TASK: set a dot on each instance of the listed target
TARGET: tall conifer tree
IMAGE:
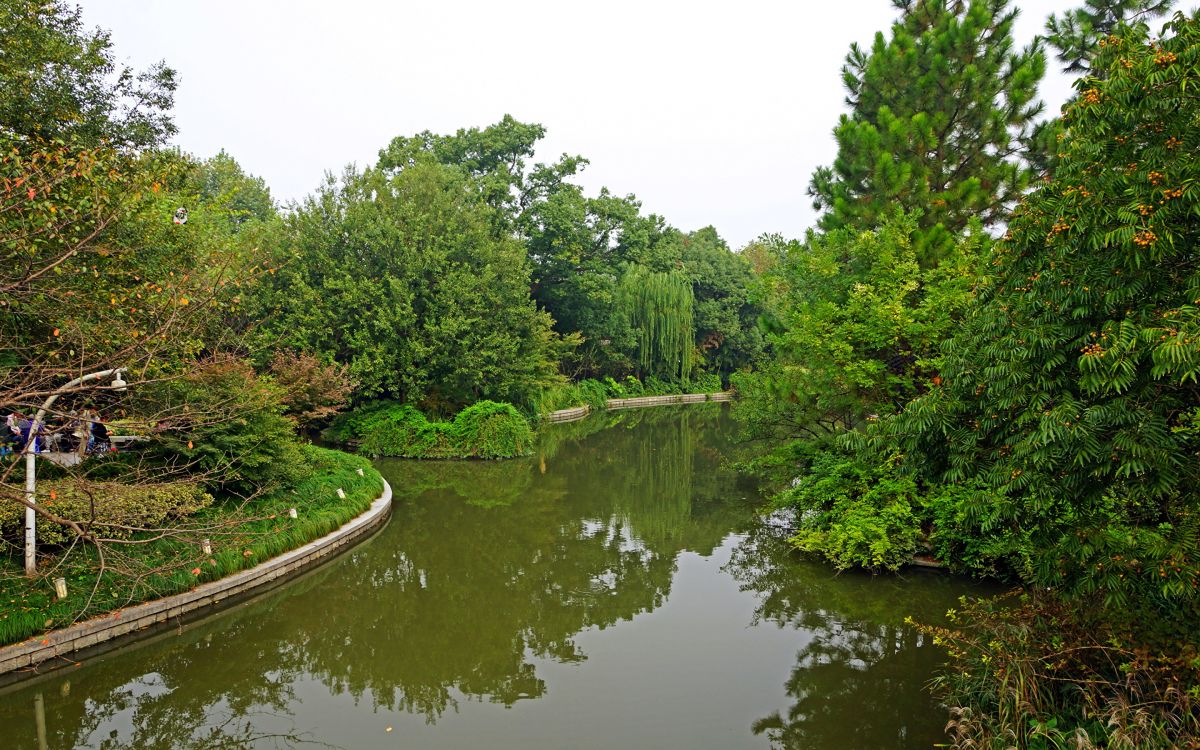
(939, 113)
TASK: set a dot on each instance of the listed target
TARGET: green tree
(939, 117)
(1072, 391)
(659, 307)
(727, 336)
(59, 82)
(400, 276)
(855, 324)
(1077, 34)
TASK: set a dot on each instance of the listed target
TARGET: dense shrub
(313, 391)
(97, 507)
(225, 425)
(570, 395)
(1032, 671)
(855, 513)
(485, 430)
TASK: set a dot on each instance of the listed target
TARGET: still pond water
(615, 591)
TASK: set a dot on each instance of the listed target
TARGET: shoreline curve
(59, 643)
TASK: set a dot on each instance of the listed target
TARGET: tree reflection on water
(859, 682)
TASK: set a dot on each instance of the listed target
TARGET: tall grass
(259, 531)
(484, 430)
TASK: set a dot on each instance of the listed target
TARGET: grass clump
(484, 430)
(107, 509)
(597, 394)
(243, 533)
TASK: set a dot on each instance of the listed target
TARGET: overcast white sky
(712, 113)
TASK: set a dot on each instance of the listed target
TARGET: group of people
(82, 432)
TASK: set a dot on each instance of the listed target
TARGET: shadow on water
(517, 585)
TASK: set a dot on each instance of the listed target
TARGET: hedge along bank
(129, 622)
(568, 415)
(484, 430)
(30, 607)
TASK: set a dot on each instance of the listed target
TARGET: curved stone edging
(570, 415)
(107, 627)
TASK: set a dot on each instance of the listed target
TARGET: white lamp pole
(31, 459)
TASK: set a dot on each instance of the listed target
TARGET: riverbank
(243, 540)
(574, 413)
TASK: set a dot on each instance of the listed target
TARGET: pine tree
(1074, 390)
(939, 113)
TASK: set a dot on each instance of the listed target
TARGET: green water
(615, 591)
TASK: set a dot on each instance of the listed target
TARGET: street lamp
(119, 385)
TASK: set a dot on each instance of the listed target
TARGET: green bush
(633, 387)
(174, 563)
(570, 395)
(95, 505)
(485, 430)
(227, 424)
(855, 514)
(706, 383)
(613, 389)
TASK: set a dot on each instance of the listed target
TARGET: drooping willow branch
(659, 306)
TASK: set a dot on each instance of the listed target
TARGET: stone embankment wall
(569, 415)
(59, 643)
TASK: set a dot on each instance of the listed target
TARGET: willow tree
(659, 309)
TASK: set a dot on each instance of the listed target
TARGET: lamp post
(31, 457)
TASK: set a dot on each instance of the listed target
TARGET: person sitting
(99, 442)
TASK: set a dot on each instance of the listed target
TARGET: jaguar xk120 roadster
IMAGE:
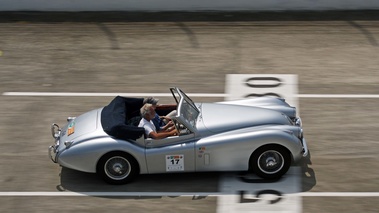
(262, 135)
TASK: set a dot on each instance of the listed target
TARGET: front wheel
(117, 168)
(270, 162)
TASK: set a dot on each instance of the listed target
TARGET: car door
(172, 154)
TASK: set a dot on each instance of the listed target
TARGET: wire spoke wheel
(270, 162)
(117, 168)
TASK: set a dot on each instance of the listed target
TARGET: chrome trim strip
(52, 150)
(54, 132)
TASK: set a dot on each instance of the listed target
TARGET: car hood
(221, 117)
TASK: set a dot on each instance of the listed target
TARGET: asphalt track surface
(336, 53)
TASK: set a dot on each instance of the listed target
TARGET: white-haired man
(148, 113)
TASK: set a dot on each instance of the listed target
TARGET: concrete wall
(185, 5)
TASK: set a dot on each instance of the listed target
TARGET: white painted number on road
(240, 86)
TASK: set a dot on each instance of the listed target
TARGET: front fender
(85, 155)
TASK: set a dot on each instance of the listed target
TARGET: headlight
(298, 122)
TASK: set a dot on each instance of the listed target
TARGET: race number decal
(174, 163)
(241, 86)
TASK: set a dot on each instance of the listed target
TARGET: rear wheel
(270, 162)
(117, 168)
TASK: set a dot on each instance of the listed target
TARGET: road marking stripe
(215, 95)
(181, 194)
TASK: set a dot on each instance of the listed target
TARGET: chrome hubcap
(117, 168)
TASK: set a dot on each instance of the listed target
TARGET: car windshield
(186, 107)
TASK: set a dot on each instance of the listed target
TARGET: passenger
(160, 122)
(148, 113)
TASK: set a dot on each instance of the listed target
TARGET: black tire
(270, 162)
(117, 168)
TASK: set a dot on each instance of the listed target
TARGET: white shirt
(148, 125)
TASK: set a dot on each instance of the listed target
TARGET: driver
(148, 113)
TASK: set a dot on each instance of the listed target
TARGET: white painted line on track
(176, 194)
(213, 95)
(80, 94)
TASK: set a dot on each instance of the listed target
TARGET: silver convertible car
(262, 135)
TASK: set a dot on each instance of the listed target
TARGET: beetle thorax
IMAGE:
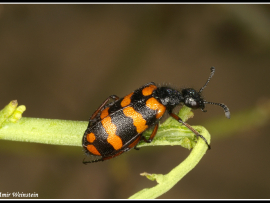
(168, 97)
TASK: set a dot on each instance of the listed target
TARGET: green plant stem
(166, 182)
(46, 131)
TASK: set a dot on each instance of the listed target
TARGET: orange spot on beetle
(91, 137)
(104, 113)
(127, 99)
(138, 121)
(148, 90)
(134, 143)
(93, 150)
(110, 128)
(152, 103)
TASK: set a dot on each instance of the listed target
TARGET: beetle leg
(189, 127)
(150, 138)
(103, 158)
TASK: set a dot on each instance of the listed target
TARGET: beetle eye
(190, 102)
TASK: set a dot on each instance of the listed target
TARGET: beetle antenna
(226, 109)
(211, 75)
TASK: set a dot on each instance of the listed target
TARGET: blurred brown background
(62, 61)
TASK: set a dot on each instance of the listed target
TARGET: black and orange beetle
(117, 127)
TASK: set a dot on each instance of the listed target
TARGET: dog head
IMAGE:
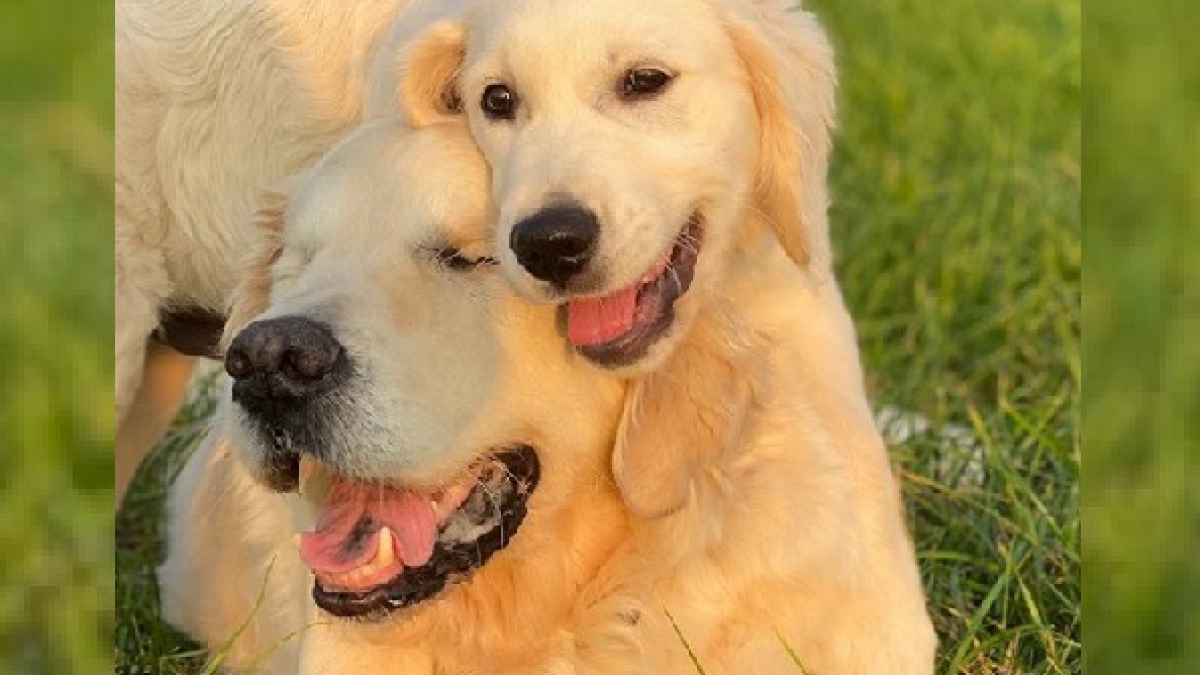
(637, 151)
(382, 368)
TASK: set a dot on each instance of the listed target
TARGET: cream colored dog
(430, 419)
(660, 173)
(216, 101)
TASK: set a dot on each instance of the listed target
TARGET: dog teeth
(387, 554)
(315, 481)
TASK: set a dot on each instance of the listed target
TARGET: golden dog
(660, 173)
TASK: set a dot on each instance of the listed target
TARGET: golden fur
(735, 478)
(747, 447)
(215, 102)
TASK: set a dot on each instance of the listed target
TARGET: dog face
(637, 150)
(389, 375)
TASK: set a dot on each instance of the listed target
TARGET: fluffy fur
(747, 444)
(733, 481)
(454, 357)
(215, 102)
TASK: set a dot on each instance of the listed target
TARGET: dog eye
(643, 82)
(451, 258)
(498, 101)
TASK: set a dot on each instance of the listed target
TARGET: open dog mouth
(619, 328)
(378, 548)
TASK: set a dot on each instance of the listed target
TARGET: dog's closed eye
(645, 83)
(456, 261)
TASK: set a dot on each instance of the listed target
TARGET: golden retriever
(215, 101)
(660, 174)
(451, 452)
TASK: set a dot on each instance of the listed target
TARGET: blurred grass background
(1141, 115)
(957, 220)
(55, 336)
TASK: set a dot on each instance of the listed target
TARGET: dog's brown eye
(498, 102)
(643, 82)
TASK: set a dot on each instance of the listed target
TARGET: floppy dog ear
(789, 63)
(676, 429)
(429, 73)
(252, 293)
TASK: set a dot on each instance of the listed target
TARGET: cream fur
(747, 448)
(217, 100)
(735, 481)
(454, 356)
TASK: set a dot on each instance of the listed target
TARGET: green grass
(55, 336)
(957, 222)
(1143, 315)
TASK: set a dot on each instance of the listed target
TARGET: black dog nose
(556, 243)
(282, 358)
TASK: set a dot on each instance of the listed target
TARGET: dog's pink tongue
(347, 535)
(595, 321)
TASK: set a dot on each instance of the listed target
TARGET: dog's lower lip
(670, 287)
(454, 557)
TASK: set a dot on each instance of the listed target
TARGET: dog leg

^^^^^^^^

Return the material word for word. Pictures are not part of the copy.

TASK: set a dot on each instance of the listed target
TARGET: tall conifer tree
IMAGE:
(939, 113)
TASK: set a dot on each instance of the listed target
TARGET: green tree
(939, 117)
(1072, 391)
(659, 307)
(727, 336)
(59, 82)
(400, 276)
(855, 324)
(1077, 34)
TASK: set a dot on each instance of the listed target
TARGET: dense shrub
(313, 391)
(97, 507)
(225, 425)
(570, 395)
(1032, 671)
(855, 513)
(485, 430)
TASK: set a dot on each instance of the listed target
TARGET: still pond water
(615, 591)
TASK: set a dot on each instance of the listed target
TARGET: shoreline curve
(59, 643)
TASK: set a dot on each instance of the listed target
TARGET: tree reflection on water
(859, 682)
TASK: set a dot on each instance of the listed target
TARGET: tall grass
(259, 531)
(484, 430)
TASK: set a dot on each instance of the listed target
TARGET: grass clump
(484, 430)
(107, 509)
(597, 394)
(243, 533)
TASK: set a dot on each instance of the listed target
TARGET: overcast white sky
(712, 113)
TASK: set a dot on each instance of the listed target
TARGET: group of people
(82, 432)
TASK: set a dot on each instance of the listed target
TARGET: shadow on water
(517, 585)
TASK: set a dot on each instance of the listed target
TARGET: hedge along bank
(129, 622)
(568, 415)
(484, 430)
(30, 607)
TASK: set a dot on each instance of the listed target
TARGET: curved stone edging
(570, 415)
(107, 627)
TASK: set a dot on each instance of the listed target
TARGET: white lamp pole
(31, 459)
TASK: set a dot on each instance of the listed target
TARGET: riverbank
(243, 540)
(574, 413)
TASK: set a dot on each instance of the listed target
TARGET: pine tree
(1074, 390)
(939, 113)
TASK: set a dot on each instance of the listed target
TARGET: green water
(615, 591)
TASK: set a dot on each instance of the listed target
TARGET: street lamp
(119, 385)
TASK: set a dot on each instance of the listed target
TARGET: green bush
(633, 387)
(174, 563)
(570, 395)
(95, 505)
(485, 430)
(227, 424)
(855, 514)
(706, 383)
(613, 389)
TASK: set a dot on each instance of the listed target
TARGET: drooping willow branch
(659, 306)
TASK: set a dot on each instance of the listed target
TARGET: stone embankment wall
(569, 415)
(59, 643)
TASK: set a dot on each instance of the listed target
TARGET: willow tree
(659, 309)
TASK: set a dot on each instance of the listed target
TARGET: lamp post
(31, 457)
TASK: set a dot on each instance of the listed target
TARGET: person sitting
(99, 442)
TASK: set a dot on each instance of the listed target
TARGET: jaguar xk120 roadster
IMAGE:
(262, 135)
TASK: set a dot on each instance of the listed target
TARGET: front wheel
(117, 168)
(270, 162)
TASK: set a dot on each instance of the listed target
TARGET: car door
(172, 154)
TASK: set a dot on each instance of the listed target
TARGET: wire spoke wheel
(270, 162)
(117, 168)
TASK: set a dot on each instance of the listed target
TARGET: chrome trim strip
(52, 150)
(54, 132)
TASK: set a dot on each instance of the listed target
TARGET: car hood
(221, 117)
TASK: set a dot on each instance of the listed target
TARGET: asphalt track surface
(336, 53)
TASK: set a dot on each instance of the listed target
TARGET: white-haired man
(148, 113)
TASK: set a dot on each instance of the listed target
TARGET: concrete wall
(185, 5)
TASK: set a dot on each instance of the listed target
TARGET: white painted number on road
(240, 86)
TASK: set a dot on each instance of the listed target
TARGET: front fender
(85, 155)
TASK: set a dot on each instance of the listed target
TARGET: headlight
(298, 122)
TASK: set a dot on each instance of the listed target
TARGET: race number decal
(174, 163)
(241, 86)
TASK: set a dot on each instance of the listed target
TARGET: rear wheel
(270, 162)
(117, 168)
TASK: set a dot on each instance of the listed target
TARGET: road marking stripe
(215, 95)
(181, 194)
TASK: set a dot on each instance of the listed target
TARGET: chrome hubcap
(117, 168)
TASK: set a dot on each instance of the listed target
TARGET: car windshield
(186, 107)
TASK: set a dot on each instance of the listed target
TARGET: passenger
(160, 122)
(148, 113)
TASK: set a dot on each instance of the listed target
TARGET: black tire
(270, 162)
(117, 168)
TASK: set a dot on each instance of the listed target
TARGET: white shirt
(148, 125)
TASK: set a dot on each instance of the listed target
TARGET: driver
(148, 113)
TASK: set a dot on each instance of the listed target
TARGET: white painted line on track
(176, 194)
(213, 95)
(80, 94)
TASK: set a dot on each instance of the listed target
TARGET: silver convertible car
(262, 135)
TASK: set a dot on each instance of the listed target
TARGET: beetle thorax
IMAGE:
(168, 97)
TASK: set a dot on each instance of the listed target
TARGET: green plant stem
(166, 182)
(46, 131)
TASK: set a dot on each instance of the listed target
TARGET: orange spot on beetle
(91, 137)
(104, 113)
(127, 99)
(138, 121)
(148, 90)
(134, 143)
(93, 150)
(110, 128)
(152, 103)
TASK: set a dot on each instance of the listed target
TARGET: beetle leg
(189, 127)
(150, 138)
(103, 158)
TASK: set a dot on each instance of the listed target
TARGET: beetle eye
(190, 102)
TASK: set a dot on each instance of the listed target
TARGET: beetle antenna
(226, 109)
(211, 75)
TASK: set a dot on each instance of the listed target
TARGET: blurred brown background
(62, 61)
TASK: set a dot on each instance of the listed target
TARGET: black and orange beetle
(117, 127)
TASK: set a dot on each instance of the listed target
TARGET: dog head
IMAGE:
(637, 151)
(382, 368)
TASK: set a dot on each instance of the listed target
TARGET: cream colored dog
(430, 419)
(660, 173)
(216, 101)
TASK: set a dot on each instance of the listed target
TARGET: dog teeth
(387, 554)
(315, 481)
TASK: set a dot on each instance of the listed target
TARGET: golden dog
(660, 173)
TASK: set a dot on each instance of the listed target
TARGET: golden fur
(735, 478)
(747, 447)
(215, 102)
TASK: set a dot on each instance of the listed target
TARGET: dog face
(637, 150)
(389, 375)
TASK: set a dot on each instance of the listed target
TARGET: fluffy fur
(747, 444)
(733, 481)
(454, 357)
(215, 102)
TASK: set a dot on each instance of the listed target
TARGET: dog eye
(643, 82)
(451, 258)
(498, 101)
TASK: set a dot on each instance of the listed target
TARGET: open dog mouth
(619, 328)
(378, 548)
TASK: set a dot on each instance of the listed target
TARGET: dog's closed eye
(645, 83)
(456, 261)
TASK: set a dot on each instance of the listed target
TARGET: golden retriever
(215, 101)
(660, 174)
(451, 452)
TASK: set a dot on each instance of the listed target
TARGET: blurred grass background
(1141, 115)
(957, 220)
(55, 336)
TASK: set a dot on each instance of the listed target
TARGET: dog's brown eye
(498, 102)
(643, 82)
TASK: set a dot on each instance of the listed target
TARGET: floppy dog ear
(789, 63)
(676, 429)
(429, 73)
(252, 293)
TASK: set a dot on each instance of the listed target
TARGET: cream fur
(747, 448)
(217, 100)
(735, 481)
(454, 356)
TASK: set a dot on each instance of the listed target
TARGET: green grass
(55, 336)
(957, 222)
(1143, 315)
TASK: set a dot on each instance of the listed target
TARGET: black dog nose
(556, 243)
(282, 358)
TASK: set a dot on each instance of the listed target
TARGET: dog's pink tongue
(347, 535)
(595, 321)
TASK: set a dot on each instance of the listed target
TARGET: dog's lower lip
(670, 287)
(454, 557)
TASK: set a dot on each instance of the listed target
TARGET: dog leg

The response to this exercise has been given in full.